[Opening RECORDS FOR PROCESSING section]
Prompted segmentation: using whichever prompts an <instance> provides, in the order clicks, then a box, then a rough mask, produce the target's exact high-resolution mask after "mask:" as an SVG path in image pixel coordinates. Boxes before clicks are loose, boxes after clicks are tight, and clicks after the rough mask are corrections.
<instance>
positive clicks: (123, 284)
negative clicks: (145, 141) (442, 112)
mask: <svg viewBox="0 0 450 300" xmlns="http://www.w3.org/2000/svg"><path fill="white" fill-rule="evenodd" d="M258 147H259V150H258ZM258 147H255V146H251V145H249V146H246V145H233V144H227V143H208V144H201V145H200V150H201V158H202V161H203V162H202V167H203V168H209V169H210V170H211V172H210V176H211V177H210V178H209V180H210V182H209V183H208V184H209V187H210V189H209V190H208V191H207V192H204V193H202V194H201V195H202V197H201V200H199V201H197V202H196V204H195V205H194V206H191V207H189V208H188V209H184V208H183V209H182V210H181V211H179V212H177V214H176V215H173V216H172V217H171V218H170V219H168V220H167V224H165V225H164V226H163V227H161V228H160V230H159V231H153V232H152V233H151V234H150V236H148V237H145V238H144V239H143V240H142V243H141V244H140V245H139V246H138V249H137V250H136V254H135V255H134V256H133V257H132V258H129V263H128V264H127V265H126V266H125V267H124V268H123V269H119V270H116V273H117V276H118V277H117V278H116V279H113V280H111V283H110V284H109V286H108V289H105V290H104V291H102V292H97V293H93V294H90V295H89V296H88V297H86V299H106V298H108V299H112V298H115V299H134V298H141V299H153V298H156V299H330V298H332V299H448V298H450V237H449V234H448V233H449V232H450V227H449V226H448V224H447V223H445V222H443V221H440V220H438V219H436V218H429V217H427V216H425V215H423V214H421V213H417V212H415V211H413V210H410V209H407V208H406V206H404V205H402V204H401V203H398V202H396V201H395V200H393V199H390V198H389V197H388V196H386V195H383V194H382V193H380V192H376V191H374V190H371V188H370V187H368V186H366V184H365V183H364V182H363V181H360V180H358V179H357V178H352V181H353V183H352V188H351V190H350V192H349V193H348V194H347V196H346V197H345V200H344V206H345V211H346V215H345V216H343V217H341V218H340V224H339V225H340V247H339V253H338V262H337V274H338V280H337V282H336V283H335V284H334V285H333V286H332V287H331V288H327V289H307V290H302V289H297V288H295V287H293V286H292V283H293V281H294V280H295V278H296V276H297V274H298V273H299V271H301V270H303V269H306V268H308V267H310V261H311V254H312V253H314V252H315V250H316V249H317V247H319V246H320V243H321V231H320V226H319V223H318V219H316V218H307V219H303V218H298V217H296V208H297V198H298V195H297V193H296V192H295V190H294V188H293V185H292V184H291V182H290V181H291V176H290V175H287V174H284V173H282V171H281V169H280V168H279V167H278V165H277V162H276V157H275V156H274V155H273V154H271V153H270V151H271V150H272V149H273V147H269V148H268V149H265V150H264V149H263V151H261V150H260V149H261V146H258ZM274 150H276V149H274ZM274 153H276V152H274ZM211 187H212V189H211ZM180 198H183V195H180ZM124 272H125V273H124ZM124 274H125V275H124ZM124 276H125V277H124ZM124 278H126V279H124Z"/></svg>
[Closing RECORDS FOR PROCESSING section]
__WORK INSTRUCTION__
Everything in the listing should be written out again exactly.

__THE ANSWER__
Prompted segmentation: using whichever prompts an <instance> provides, in the order clicks, then a box, then a rough mask, produce the target's exact high-resolution mask after "mask:" as an SVG path in image pixel coordinates. Boxes before clicks are loose, boxes after clicks are tight, and clicks after the rough mask are corrections.
<instance>
positive clicks: (123, 284)
negative clicks: (145, 141) (442, 112)
mask: <svg viewBox="0 0 450 300" xmlns="http://www.w3.org/2000/svg"><path fill="white" fill-rule="evenodd" d="M258 147H259V150H258ZM258 147H255V146H251V145H249V146H246V145H233V144H227V143H208V144H201V145H200V150H201V158H202V161H203V162H202V167H203V168H209V169H210V170H211V172H210V176H211V177H210V178H209V180H210V182H209V183H208V184H209V187H210V189H209V190H208V191H207V192H204V193H202V194H201V195H202V197H201V200H199V201H197V202H196V204H195V205H194V206H191V207H189V208H188V209H184V208H183V209H182V210H181V211H179V212H177V214H176V215H173V216H172V217H171V218H170V219H168V220H167V224H165V225H164V226H163V227H161V228H160V230H159V231H153V232H152V233H151V234H150V236H148V237H145V238H144V239H143V240H142V243H141V244H140V245H139V246H138V249H137V250H136V254H135V255H134V256H133V257H132V258H129V263H128V264H127V265H126V266H125V267H124V268H123V269H119V270H116V273H117V276H118V277H117V278H116V279H113V280H111V283H110V284H109V286H108V289H105V290H104V291H102V292H97V293H93V294H90V295H89V296H88V297H86V299H106V298H108V299H112V298H115V299H134V298H141V299H153V298H156V299H330V298H332V299H448V298H450V237H449V234H448V233H449V232H450V227H449V226H448V224H447V223H445V222H443V221H440V220H438V219H436V218H429V217H427V216H425V215H423V214H421V213H417V212H415V211H413V210H410V209H407V208H406V206H404V205H402V204H401V203H398V202H396V201H395V200H393V199H390V198H389V197H388V196H386V195H383V194H382V193H380V192H376V191H374V190H371V188H370V187H368V186H366V184H365V183H364V182H363V181H360V180H358V179H357V178H352V181H353V183H352V188H351V190H350V192H349V193H348V194H347V196H346V197H345V200H344V206H345V211H346V215H345V216H343V217H341V218H340V224H339V225H340V247H339V253H338V262H337V274H338V280H337V282H336V283H335V284H334V285H333V286H332V287H331V288H327V289H307V290H302V289H297V288H295V287H293V286H292V283H293V281H294V280H295V278H296V276H297V274H298V273H299V271H301V270H303V269H306V268H308V267H310V261H311V254H312V253H314V252H315V250H316V249H317V247H319V246H320V243H321V231H320V226H319V223H318V219H316V218H307V219H303V218H298V217H296V208H297V198H298V195H297V193H296V192H295V190H294V188H293V185H292V184H291V182H290V181H291V176H290V175H287V174H284V173H282V171H281V169H280V168H279V167H278V165H277V162H276V157H275V156H274V155H273V154H271V153H270V151H271V150H272V149H273V147H269V148H268V149H265V150H264V149H263V151H261V150H260V149H261V146H258ZM274 150H276V149H274ZM274 153H276V152H274ZM211 187H212V189H211ZM180 198H183V195H180ZM124 272H125V273H124ZM124 274H125V275H124ZM124 276H125V277H124ZM124 278H126V279H124Z"/></svg>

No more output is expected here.